Cancer Scans: A New Record Is Available

Article

Do you log in to your online health account when you know the news could be bad?

Less than a week ago, I had my regularly scheduled three-month CT scan to determine if my treatment with Herceptin and Perjeta continues to hold stable any remaining questionable spots in my lungs and to check if lymph nodes are still looking the same. I’ve been having these steady three-month scans for two years now, interspersed with other slightly less stressful tests.

The anticipation of CT scans, the drinking of barium that inevitably ends with an upset stomach, the iodine-based contrast IV that makes you feel as though you will have wet underwear when you get up from the machine (you may or may not, I suppose, although that feeling of warmth is a given) and the whirring of the machines. These are the things that raise my anxiety to the almost-intolerable.

And then there's the waiting for the results. So far in my treatment, I have had an appointment scheduled with my oncologist within a week of CT scans and I've always heard results at those appointments. I haven't called or emailed for results, even though I think they might be willing to share them early.

But this morning I awoke to an e-mail message from my hospital: “A New Test Result Is Available”

I sit here typing instead of logging in to my hospital account. Do I want to read my results without the doctor first giving me her assessment and advice?

Will it even be the results of those CT scans?

RECORD EXTRACTS |
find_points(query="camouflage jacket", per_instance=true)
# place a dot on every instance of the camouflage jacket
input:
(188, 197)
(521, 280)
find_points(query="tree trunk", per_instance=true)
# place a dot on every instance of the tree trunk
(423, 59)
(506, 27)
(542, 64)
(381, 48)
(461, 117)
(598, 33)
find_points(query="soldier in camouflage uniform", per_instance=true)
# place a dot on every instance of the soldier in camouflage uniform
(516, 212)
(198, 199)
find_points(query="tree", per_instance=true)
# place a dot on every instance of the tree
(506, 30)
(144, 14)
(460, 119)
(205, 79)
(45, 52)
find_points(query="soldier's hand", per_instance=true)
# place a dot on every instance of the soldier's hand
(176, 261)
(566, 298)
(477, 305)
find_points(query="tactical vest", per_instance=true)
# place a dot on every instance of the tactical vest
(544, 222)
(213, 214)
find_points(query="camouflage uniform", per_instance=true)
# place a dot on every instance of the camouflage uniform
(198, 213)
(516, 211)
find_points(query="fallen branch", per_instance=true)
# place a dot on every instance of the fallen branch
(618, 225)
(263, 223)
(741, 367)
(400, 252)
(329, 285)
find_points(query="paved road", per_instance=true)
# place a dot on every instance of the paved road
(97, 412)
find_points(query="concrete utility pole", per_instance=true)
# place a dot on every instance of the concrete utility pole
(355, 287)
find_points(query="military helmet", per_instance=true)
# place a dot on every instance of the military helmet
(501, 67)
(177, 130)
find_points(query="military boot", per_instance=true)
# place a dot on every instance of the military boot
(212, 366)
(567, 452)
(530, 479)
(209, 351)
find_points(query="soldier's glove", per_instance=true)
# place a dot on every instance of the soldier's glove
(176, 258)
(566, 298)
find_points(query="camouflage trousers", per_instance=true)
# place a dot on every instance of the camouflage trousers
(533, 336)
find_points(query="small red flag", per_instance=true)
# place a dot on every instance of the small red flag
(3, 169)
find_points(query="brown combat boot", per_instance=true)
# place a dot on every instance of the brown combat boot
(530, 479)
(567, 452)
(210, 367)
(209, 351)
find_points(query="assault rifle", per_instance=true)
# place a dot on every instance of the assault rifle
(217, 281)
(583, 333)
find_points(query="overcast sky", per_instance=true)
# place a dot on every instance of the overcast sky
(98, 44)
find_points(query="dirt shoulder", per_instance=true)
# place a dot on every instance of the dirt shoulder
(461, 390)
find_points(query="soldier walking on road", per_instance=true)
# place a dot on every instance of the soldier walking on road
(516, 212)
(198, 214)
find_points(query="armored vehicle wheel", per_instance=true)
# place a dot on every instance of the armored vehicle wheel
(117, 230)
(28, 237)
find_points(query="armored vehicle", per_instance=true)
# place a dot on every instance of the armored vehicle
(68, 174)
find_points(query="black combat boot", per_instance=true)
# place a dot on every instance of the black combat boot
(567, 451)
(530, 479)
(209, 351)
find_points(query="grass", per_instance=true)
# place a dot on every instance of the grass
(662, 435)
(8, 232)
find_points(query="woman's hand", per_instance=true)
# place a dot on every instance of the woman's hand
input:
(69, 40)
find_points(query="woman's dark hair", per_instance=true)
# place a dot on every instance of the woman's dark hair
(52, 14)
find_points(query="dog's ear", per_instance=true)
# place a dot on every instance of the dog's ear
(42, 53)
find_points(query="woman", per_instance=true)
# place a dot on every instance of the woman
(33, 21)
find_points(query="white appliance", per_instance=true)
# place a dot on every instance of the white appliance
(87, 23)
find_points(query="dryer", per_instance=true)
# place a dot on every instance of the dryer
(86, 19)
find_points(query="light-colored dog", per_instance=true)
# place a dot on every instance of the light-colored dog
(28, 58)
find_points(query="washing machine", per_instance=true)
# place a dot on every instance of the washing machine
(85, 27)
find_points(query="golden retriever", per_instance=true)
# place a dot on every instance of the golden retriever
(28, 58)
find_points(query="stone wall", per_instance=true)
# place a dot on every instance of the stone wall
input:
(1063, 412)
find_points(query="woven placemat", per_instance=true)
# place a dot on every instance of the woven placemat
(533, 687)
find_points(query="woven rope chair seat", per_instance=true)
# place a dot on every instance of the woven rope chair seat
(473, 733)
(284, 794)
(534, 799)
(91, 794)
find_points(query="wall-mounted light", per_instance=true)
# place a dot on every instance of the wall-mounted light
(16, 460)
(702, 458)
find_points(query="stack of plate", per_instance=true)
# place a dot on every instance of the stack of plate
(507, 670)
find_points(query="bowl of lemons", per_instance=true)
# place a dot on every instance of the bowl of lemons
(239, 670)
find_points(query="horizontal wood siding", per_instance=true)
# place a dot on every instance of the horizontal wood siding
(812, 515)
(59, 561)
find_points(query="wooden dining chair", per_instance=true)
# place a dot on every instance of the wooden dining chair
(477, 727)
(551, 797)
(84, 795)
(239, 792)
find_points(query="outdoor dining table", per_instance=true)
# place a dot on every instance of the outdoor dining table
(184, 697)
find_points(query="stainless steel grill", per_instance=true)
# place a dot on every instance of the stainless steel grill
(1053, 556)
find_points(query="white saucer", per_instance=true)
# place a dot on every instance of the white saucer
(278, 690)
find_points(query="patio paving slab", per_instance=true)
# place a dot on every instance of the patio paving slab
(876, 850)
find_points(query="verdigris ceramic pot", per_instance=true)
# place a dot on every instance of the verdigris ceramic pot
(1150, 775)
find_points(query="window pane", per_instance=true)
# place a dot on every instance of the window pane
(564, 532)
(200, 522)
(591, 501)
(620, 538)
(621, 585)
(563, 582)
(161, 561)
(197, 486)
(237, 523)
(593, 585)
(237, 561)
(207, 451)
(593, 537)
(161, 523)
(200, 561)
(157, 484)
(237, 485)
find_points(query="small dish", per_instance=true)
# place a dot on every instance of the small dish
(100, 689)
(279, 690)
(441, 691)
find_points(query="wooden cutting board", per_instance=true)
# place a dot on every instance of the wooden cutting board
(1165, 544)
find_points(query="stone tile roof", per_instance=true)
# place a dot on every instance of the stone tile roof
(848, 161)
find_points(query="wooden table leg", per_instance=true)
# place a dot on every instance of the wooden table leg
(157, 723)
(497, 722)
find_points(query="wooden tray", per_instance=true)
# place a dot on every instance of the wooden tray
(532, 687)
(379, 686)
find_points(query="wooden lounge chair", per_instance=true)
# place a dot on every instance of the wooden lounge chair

REQUIRED ACTION 1 |
List the things that the article on cancer scans says raise the writer's anxiety to the almost-intolerable.
REQUIRED ACTION 2 |
According to the article on cancer scans, for how long has the writer been having the three-month scans?

RESPONSE 1 |
- the anticipation of CT scans
- the drinking of barium that inevitably ends with an upset stomach
- the iodine-based contrast IV
- the whirring of the machines

RESPONSE 2 |
Two years.